■ **TEXTE À LIRE**:
----------------------------------------
Comment le roi
allait-il réagir aux événements du Rif ? Au Maroc, toute la population
retenait son souffle samedi soir. Mohamed VI allait parler ! Enfin !
Depuis des mois, le nord du pays – le Rif berbère notoirement
sous-développé - est en proie à des convulsions socio-économiques avec
ascendance politique, et la réponse du pouvoir, dépassé par la vigueur
et la ténacité d’une contestation peu ou pas anticipée, s’était surtout
manifestée par une répression bête et méchante. On attendait donc l’avis
de « M6 », comme on surnomme le roi, celui qui dispose de l’essentiel
des pouvoirs en son royaume. Hélas ! pour ceux, nombreux au Maroc, qui
voient toujours en lui un homme providentiel, le souverain s’en est lavé
les mains.
Un parfum d’amertume
Certes, Mohamed VI a consacré la majeure partie de
son discours du trône aux événements dans le nord, mais ce fut pour
fustiger les politiques et les fonctionnaires qu’il estime
irresponsables, incompétents et/ou sans motivations liées à leur
mission. Et de réaffirmer la « responsabilité collective (qui) concerne tous les acteurs, chacun selon son domaine de compétence : gouvernement, parlement, partis et institutions ».
----------------------------------------
■ **DONNÉES ENREGISTRÉES**:
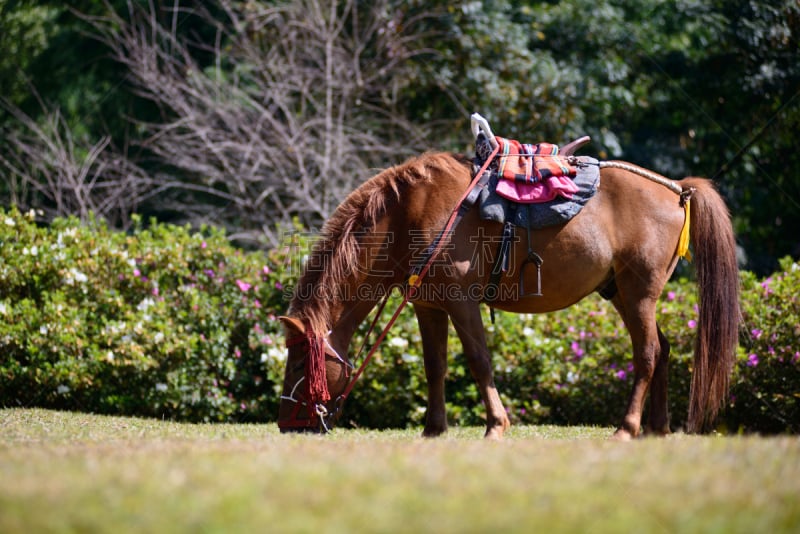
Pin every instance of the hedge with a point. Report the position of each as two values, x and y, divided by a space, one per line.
170 322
----------------------------------------
■ **EXERCICES**:
1. Dans le texte sur le discours du roi, recopiez le passage situé entre « Comment le roi » et « parler ! Enfin ! », inclus, en substituant « dimanche soir » à « samedi soir ».
2. D'après le texte sur le discours du roi, à quoi Mohamed VI a-t-il consacré la majeure partie de son discours du trône ?

■ **RÉPONSES PAR EXERCICE**:
1.
Comment le roi
allait-il réagir aux événements du Rif ? Au Maroc, toute la population
retenait son souffle dimanche soir. Mohamed VI allait parler ! Enfin !

2. Aux événements dans le nord.